====== SUPPLIED DATA ======

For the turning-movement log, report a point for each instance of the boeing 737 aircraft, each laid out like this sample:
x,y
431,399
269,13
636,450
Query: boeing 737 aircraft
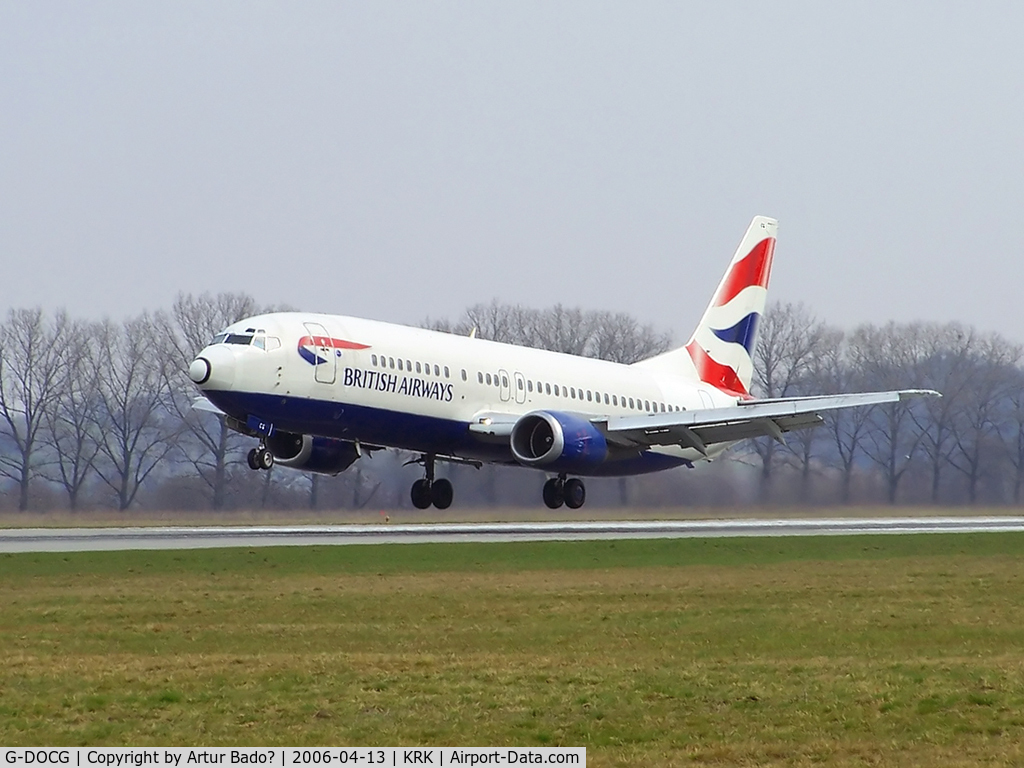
x,y
318,390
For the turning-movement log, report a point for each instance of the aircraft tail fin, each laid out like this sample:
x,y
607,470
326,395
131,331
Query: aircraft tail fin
x,y
721,350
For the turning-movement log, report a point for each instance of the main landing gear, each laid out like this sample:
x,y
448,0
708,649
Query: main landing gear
x,y
260,458
427,491
558,491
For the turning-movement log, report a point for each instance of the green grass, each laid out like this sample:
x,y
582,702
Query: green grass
x,y
842,650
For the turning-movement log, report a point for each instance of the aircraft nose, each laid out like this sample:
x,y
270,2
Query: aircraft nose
x,y
213,369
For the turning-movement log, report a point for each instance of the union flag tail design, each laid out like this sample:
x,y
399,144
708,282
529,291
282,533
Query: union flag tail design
x,y
721,350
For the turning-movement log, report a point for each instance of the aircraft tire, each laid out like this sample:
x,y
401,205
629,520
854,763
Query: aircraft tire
x,y
553,496
421,494
441,494
574,493
264,458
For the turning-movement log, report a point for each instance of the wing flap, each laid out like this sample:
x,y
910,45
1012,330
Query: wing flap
x,y
698,429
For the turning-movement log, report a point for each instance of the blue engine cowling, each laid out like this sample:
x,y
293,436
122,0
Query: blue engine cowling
x,y
322,455
558,442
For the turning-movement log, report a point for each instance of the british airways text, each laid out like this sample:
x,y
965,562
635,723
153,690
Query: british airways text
x,y
409,385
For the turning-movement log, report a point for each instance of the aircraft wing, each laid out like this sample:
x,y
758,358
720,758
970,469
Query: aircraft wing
x,y
698,429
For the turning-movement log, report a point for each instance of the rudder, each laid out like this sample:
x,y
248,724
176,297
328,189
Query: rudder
x,y
721,350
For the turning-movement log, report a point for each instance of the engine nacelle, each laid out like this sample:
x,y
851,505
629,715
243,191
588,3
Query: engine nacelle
x,y
558,442
322,455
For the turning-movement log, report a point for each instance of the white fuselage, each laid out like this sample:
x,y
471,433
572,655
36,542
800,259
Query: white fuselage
x,y
396,386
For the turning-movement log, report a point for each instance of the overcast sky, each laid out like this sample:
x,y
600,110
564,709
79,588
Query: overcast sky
x,y
399,161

======

» WHAT NEEDS TO BE DONE: Copy out every line of the data exactly, leaving the images behind.

» RESPONSE TO THE TASK:
For the turning-movement log, report a point for each instance of the boeing 737 aircraft, each laid out like this sample:
x,y
431,399
269,13
636,450
Query: boeing 737 aircraft
x,y
318,390
For the turning-movement log, report a point for each instance of the aircraft tail fin, each laid out like this sample:
x,y
607,470
326,395
131,331
Query: aircraft tail fin
x,y
721,350
For the turning-movement log, report a point for each instance of the main landing gear, each laid out like this sample:
x,y
448,0
708,649
Query: main landing gear
x,y
260,458
427,491
558,491
For the turning-movement log, report a point for each instance of the green grass, each laid out like this sample:
x,y
582,702
Query: green grass
x,y
842,650
For the turning-movement log, report a point for each instance of the aircraft nose, each laid out like this sample:
x,y
270,2
Query: aircraft nose
x,y
213,369
For the turning-movement log, report a point for each instance of the union flag tail design, each laid out like this sample:
x,y
399,144
708,282
529,291
282,533
Query: union flag tail design
x,y
721,350
For the turning-movement log, report a point for each instance of the aircraft tire, each laid out like this sample:
x,y
401,205
629,520
854,763
Query: aircraft tire
x,y
553,496
421,494
441,494
574,493
264,458
For the turning-movement log, report a point for each instance of the wing flap, each laid out like this sample:
x,y
910,45
1012,330
Query: wing flap
x,y
698,429
For the turning-movement log, report a point for each instance of the blue engine cowling, each laid out like this sample:
x,y
293,436
122,0
Query: blue engine cowling
x,y
322,455
558,442
For the turning-movement log, report a point for each instance of the british airways text, each laid out like this sample:
x,y
965,562
635,723
153,690
Query: british airways text
x,y
409,385
For the turning-movement log, report a point for each instance of the aircraft wing, each laid out like this sample:
x,y
758,358
720,758
970,469
Query: aircraft wing
x,y
698,429
For the turning-movement log, report a point for each instance of the rudder, each laid out like this sample:
x,y
248,724
176,297
328,189
Query: rudder
x,y
721,350
For the turning-movement log, report a point for each instance of the engine nacelle, each laid out like this sample:
x,y
851,505
629,715
243,191
588,3
Query: engine nacelle
x,y
558,442
322,455
For the turning-movement log, report a point for each instance of the white fuselage, each laid out like this sample:
x,y
471,433
572,655
36,542
800,259
Query: white fuselage
x,y
396,386
For the turning-movement log, report a point for each instance of the overcast sky, each laid out like this sample:
x,y
600,110
564,709
79,588
Query: overcast sky
x,y
399,161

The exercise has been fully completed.